Work to complete ▸
Set down, without alteration, the lines from the one that contains "Would you mind pointing to the tile" through the final line of the material below.
Start Records to use
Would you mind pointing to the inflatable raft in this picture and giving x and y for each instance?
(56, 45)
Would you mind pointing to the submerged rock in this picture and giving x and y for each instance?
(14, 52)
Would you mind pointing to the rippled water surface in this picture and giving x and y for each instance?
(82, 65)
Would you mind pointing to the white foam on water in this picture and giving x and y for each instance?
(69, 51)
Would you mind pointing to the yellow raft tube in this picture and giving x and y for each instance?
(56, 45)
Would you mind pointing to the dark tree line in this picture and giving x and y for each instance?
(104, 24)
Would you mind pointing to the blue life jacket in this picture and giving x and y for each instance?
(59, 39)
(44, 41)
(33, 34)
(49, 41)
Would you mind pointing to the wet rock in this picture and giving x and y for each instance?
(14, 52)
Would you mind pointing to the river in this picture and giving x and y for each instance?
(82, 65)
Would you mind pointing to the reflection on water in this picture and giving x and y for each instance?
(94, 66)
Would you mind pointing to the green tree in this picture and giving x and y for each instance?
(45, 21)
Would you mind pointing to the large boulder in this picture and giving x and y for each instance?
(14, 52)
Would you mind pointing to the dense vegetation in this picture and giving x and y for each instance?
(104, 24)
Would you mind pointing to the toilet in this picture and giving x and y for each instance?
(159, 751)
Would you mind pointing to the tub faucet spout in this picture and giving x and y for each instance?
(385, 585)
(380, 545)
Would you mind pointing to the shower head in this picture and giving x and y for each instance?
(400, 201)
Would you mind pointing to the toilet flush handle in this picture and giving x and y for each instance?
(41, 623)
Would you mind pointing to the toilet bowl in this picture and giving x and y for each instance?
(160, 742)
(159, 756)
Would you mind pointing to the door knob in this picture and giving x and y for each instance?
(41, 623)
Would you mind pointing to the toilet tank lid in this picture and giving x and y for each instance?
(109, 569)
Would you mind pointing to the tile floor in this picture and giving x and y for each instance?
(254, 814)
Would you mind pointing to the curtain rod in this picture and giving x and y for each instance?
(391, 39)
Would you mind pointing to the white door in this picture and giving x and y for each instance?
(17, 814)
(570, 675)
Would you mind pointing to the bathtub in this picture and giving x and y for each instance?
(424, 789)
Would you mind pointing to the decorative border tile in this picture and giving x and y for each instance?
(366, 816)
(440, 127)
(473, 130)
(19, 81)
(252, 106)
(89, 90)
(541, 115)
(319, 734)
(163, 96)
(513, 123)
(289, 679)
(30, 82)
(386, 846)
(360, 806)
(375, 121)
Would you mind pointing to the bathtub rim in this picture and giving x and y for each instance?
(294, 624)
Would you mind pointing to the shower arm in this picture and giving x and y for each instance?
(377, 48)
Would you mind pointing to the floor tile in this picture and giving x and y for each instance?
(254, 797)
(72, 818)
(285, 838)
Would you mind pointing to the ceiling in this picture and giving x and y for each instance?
End Records to use
Reply to the task ▸
Would you mind pointing to the tile floor in this picture and giving x and y for each instance?
(254, 814)
Would you mind pointing to the curtain rod in this picture and giving x and y for each instance?
(391, 39)
Would you mind pointing to the white door in this picture and giving x and y for each instance?
(17, 814)
(570, 675)
Would you mind pointing to the bathtub in this picture and giving x and y for each instance?
(424, 789)
Would you mind pointing to the decorative border tile in this picture and giving x and y for each instance?
(366, 816)
(440, 127)
(473, 130)
(19, 81)
(252, 106)
(89, 90)
(541, 115)
(319, 734)
(163, 96)
(513, 123)
(289, 679)
(30, 82)
(386, 846)
(360, 806)
(375, 121)
Would you mind pointing to the bathtub rim in this picture and giving x and y for each instance?
(294, 624)
Would you mind pointing to the shower arm in this picture and giving x and y for each instance?
(377, 48)
Would you mind pointing to the floor tile in this picture and giving x and y for each instance?
(254, 797)
(72, 818)
(285, 838)
Would you mind pointing to the ceiling in this picture and giving x and y for each instance?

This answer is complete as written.